Copy the lines below, putting "transmission line" in place of "power line" wherever it occurs and leaving everything else unchanged.
-=-=-
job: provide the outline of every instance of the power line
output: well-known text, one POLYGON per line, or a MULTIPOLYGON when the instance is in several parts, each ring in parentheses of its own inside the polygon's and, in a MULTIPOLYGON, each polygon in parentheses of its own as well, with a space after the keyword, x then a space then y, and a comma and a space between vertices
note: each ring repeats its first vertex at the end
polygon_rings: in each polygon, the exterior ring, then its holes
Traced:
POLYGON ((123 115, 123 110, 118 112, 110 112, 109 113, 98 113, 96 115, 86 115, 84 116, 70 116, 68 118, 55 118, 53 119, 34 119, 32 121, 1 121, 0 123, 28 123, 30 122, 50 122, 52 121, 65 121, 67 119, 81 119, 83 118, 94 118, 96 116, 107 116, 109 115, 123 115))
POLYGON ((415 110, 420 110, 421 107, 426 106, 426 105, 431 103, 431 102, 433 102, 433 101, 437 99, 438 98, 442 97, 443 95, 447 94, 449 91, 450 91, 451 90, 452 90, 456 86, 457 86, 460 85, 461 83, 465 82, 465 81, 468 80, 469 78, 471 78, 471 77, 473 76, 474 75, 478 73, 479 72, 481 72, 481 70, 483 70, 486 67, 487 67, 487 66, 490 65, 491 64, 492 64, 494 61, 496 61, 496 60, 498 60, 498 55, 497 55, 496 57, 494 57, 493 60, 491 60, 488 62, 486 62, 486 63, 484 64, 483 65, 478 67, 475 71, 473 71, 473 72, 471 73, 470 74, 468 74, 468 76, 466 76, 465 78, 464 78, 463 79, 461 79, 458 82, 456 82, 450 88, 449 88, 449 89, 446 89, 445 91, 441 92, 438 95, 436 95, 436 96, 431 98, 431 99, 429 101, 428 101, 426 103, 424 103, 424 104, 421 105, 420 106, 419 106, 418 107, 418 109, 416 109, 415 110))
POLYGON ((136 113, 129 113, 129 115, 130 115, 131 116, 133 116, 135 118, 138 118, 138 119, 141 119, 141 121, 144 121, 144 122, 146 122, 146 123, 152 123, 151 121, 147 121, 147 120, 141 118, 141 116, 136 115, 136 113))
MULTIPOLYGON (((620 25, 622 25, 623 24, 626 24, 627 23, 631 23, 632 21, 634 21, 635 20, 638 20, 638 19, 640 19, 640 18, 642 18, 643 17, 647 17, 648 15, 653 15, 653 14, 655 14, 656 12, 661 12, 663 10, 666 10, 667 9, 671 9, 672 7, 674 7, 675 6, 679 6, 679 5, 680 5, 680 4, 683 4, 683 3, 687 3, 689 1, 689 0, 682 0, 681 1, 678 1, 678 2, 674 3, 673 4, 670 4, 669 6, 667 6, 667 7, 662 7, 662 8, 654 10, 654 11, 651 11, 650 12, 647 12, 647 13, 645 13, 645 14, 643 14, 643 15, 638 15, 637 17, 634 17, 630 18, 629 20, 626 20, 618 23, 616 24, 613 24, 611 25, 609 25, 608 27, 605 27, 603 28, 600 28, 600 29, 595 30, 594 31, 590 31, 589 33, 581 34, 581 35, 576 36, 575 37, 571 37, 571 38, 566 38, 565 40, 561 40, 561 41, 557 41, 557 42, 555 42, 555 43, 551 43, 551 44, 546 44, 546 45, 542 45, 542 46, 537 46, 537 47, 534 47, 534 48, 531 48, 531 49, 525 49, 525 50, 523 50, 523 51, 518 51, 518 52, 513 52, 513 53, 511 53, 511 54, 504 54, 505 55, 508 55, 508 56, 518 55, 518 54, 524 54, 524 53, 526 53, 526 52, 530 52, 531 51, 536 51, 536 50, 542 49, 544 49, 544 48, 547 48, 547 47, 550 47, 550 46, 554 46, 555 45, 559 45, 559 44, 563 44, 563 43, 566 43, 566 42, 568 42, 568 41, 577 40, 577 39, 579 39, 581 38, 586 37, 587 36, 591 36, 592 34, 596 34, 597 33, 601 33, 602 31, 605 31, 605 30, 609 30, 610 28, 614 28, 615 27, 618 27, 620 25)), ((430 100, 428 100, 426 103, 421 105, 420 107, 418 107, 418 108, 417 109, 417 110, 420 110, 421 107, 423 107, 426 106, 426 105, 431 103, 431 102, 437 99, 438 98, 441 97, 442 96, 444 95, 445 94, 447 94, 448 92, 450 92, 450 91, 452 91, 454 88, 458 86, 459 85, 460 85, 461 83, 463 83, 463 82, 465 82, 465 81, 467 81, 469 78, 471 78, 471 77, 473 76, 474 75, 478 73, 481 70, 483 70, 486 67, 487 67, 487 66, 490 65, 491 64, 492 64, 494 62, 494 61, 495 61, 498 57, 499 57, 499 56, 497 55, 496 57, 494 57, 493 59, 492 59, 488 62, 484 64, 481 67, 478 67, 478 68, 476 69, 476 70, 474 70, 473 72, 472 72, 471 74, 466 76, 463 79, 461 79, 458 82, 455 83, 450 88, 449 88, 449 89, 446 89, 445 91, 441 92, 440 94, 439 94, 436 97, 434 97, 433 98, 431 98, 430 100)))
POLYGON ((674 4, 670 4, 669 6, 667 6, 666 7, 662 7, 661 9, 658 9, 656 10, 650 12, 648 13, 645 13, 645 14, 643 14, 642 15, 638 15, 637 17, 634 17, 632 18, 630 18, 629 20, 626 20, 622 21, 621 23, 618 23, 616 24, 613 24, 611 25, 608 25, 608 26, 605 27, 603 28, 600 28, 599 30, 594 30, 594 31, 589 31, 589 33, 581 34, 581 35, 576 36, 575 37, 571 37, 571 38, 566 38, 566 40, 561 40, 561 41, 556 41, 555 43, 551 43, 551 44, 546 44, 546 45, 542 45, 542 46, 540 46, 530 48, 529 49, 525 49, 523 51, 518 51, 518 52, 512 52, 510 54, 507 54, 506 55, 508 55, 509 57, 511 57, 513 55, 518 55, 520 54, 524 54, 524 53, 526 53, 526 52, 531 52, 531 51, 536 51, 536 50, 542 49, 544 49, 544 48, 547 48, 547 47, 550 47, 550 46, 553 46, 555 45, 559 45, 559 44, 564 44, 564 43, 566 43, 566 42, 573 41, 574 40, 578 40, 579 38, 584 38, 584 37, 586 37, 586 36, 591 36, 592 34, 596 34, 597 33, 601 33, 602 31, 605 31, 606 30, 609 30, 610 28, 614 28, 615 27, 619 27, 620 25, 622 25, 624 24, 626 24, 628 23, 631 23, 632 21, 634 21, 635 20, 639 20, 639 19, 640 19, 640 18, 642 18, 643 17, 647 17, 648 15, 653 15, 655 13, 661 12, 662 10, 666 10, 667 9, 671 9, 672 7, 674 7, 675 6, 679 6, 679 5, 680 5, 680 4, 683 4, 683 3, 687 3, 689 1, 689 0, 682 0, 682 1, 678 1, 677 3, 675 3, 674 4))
-=-=-
_Complete response_
job: provide the outline of every instance of the transmission line
output: well-known text, one POLYGON per line, or a MULTIPOLYGON when the instance is in several parts, each ring in parentheses of its own inside the polygon's and, in a MULTIPOLYGON, each polygon in parentheses of its own as well, with a space after the keyword, x then a space then y, and a comma and a space between vertices
note: each ring repeats its first vertex at the end
polygon_rings: in each polygon, the exterior ring, then its holes
Traced:
POLYGON ((123 115, 123 110, 118 112, 110 112, 109 113, 98 113, 96 115, 86 115, 84 116, 70 116, 68 118, 55 118, 53 119, 34 119, 32 121, 1 121, 0 123, 28 123, 30 122, 50 122, 52 121, 65 121, 67 119, 81 119, 83 118, 94 118, 96 116, 107 116, 109 115, 123 115))
POLYGON ((415 110, 420 110, 421 107, 426 106, 426 105, 431 103, 431 102, 433 102, 433 101, 437 99, 438 98, 442 97, 443 95, 447 94, 449 91, 450 91, 451 90, 452 90, 456 86, 457 86, 460 85, 461 83, 465 82, 465 81, 468 80, 469 78, 471 78, 471 77, 473 76, 474 75, 478 73, 479 72, 481 72, 481 70, 483 70, 486 67, 487 67, 487 66, 490 65, 491 64, 492 64, 494 61, 496 61, 496 60, 498 60, 498 55, 497 55, 496 57, 494 57, 493 60, 491 60, 488 62, 486 62, 486 63, 484 64, 483 65, 478 67, 475 71, 473 71, 473 72, 471 73, 470 74, 468 74, 468 76, 466 76, 465 78, 464 78, 463 79, 461 79, 458 82, 456 82, 450 88, 449 88, 449 89, 446 89, 445 91, 441 92, 438 95, 436 95, 436 96, 431 98, 431 99, 429 101, 428 101, 426 103, 424 103, 424 104, 421 105, 420 106, 419 106, 418 107, 418 109, 416 109, 415 110))
POLYGON ((136 113, 129 113, 129 115, 130 115, 131 116, 133 116, 135 118, 138 118, 138 119, 141 119, 141 121, 144 121, 144 122, 146 122, 146 123, 152 123, 151 121, 147 121, 147 120, 141 118, 141 116, 136 115, 136 113))
MULTIPOLYGON (((620 25, 622 25, 623 24, 626 24, 627 23, 631 23, 632 21, 634 21, 635 20, 638 20, 638 19, 640 19, 640 18, 642 18, 643 17, 647 17, 648 15, 653 15, 653 14, 655 14, 656 12, 661 12, 663 10, 666 10, 667 9, 671 9, 672 7, 674 7, 675 6, 679 6, 679 5, 680 5, 680 4, 683 4, 683 3, 687 3, 689 1, 689 0, 682 0, 681 1, 678 1, 678 2, 674 3, 673 4, 670 4, 669 6, 667 6, 667 7, 662 7, 662 8, 654 10, 654 11, 651 11, 650 12, 647 12, 647 13, 645 13, 645 14, 643 14, 643 15, 638 15, 637 17, 634 17, 630 18, 629 20, 626 20, 618 23, 616 24, 613 24, 611 25, 609 25, 608 27, 605 27, 603 28, 600 28, 600 29, 595 30, 594 31, 590 31, 589 33, 581 34, 581 35, 576 36, 575 37, 571 37, 571 38, 566 38, 565 40, 561 40, 561 41, 557 41, 557 42, 555 42, 555 43, 551 43, 551 44, 546 44, 546 45, 542 45, 542 46, 537 46, 537 47, 534 47, 534 48, 531 48, 531 49, 525 49, 525 50, 523 50, 523 51, 518 51, 518 52, 513 52, 513 53, 511 53, 511 54, 504 54, 505 55, 508 55, 508 56, 518 55, 518 54, 524 54, 524 53, 526 53, 526 52, 530 52, 531 51, 536 51, 536 50, 542 49, 544 49, 544 48, 547 48, 547 47, 550 47, 550 46, 554 46, 555 45, 559 45, 559 44, 563 44, 563 43, 566 43, 566 42, 568 42, 568 41, 577 40, 577 39, 579 39, 581 38, 586 37, 587 36, 591 36, 592 34, 596 34, 597 33, 601 33, 602 31, 605 31, 605 30, 609 30, 610 28, 614 28, 615 27, 618 27, 620 25)), ((430 100, 428 100, 426 103, 421 105, 420 107, 418 107, 418 108, 417 109, 417 110, 420 110, 421 107, 423 107, 426 106, 426 105, 431 103, 431 102, 437 99, 438 98, 441 97, 442 96, 444 95, 445 94, 447 94, 448 92, 450 92, 450 91, 452 91, 454 88, 458 86, 459 85, 460 85, 461 83, 463 83, 463 82, 465 82, 465 81, 467 81, 469 78, 471 78, 471 77, 473 76, 474 75, 478 73, 481 70, 483 70, 486 67, 487 67, 487 66, 490 65, 491 64, 492 64, 494 62, 494 61, 495 61, 498 57, 499 57, 499 56, 497 55, 496 57, 494 57, 493 59, 492 59, 488 62, 484 64, 481 67, 478 67, 478 68, 476 69, 476 70, 474 70, 473 72, 472 72, 471 74, 466 76, 463 79, 461 79, 458 82, 455 83, 450 88, 449 88, 449 89, 446 89, 445 91, 441 92, 440 94, 439 94, 436 97, 434 97, 433 98, 431 98, 430 100)))
POLYGON ((674 4, 670 4, 669 6, 667 6, 666 7, 662 7, 661 9, 658 9, 656 10, 650 12, 648 13, 645 13, 645 14, 643 14, 642 15, 638 15, 637 17, 634 17, 632 18, 630 18, 629 20, 626 20, 622 21, 621 23, 618 23, 616 24, 613 24, 611 25, 608 25, 608 26, 605 27, 603 28, 600 28, 599 30, 594 30, 594 31, 589 31, 589 33, 581 34, 581 35, 576 36, 575 37, 571 37, 571 38, 566 38, 566 40, 561 40, 561 41, 556 41, 555 43, 551 43, 551 44, 546 44, 546 45, 542 45, 542 46, 540 46, 530 48, 529 49, 525 49, 523 51, 518 51, 518 52, 512 52, 510 54, 507 54, 506 55, 508 55, 509 57, 511 57, 513 55, 518 55, 520 54, 524 54, 524 53, 526 53, 526 52, 531 52, 531 51, 536 51, 536 50, 542 49, 544 49, 544 48, 547 48, 547 47, 550 47, 550 46, 553 46, 555 45, 559 45, 559 44, 564 44, 564 43, 566 43, 566 42, 573 41, 574 40, 578 40, 579 38, 584 38, 584 37, 586 37, 586 36, 591 36, 592 34, 596 34, 597 33, 601 33, 602 31, 605 31, 606 30, 609 30, 610 28, 614 28, 615 27, 619 27, 620 25, 622 25, 624 24, 626 24, 628 23, 631 23, 632 21, 634 21, 635 20, 639 20, 639 19, 640 19, 640 18, 642 18, 643 17, 647 17, 648 15, 653 15, 655 13, 661 12, 662 10, 666 10, 667 9, 671 9, 672 7, 674 7, 675 6, 679 6, 679 5, 680 5, 680 4, 683 4, 683 3, 687 3, 689 1, 689 0, 682 0, 682 1, 678 1, 677 3, 675 3, 674 4))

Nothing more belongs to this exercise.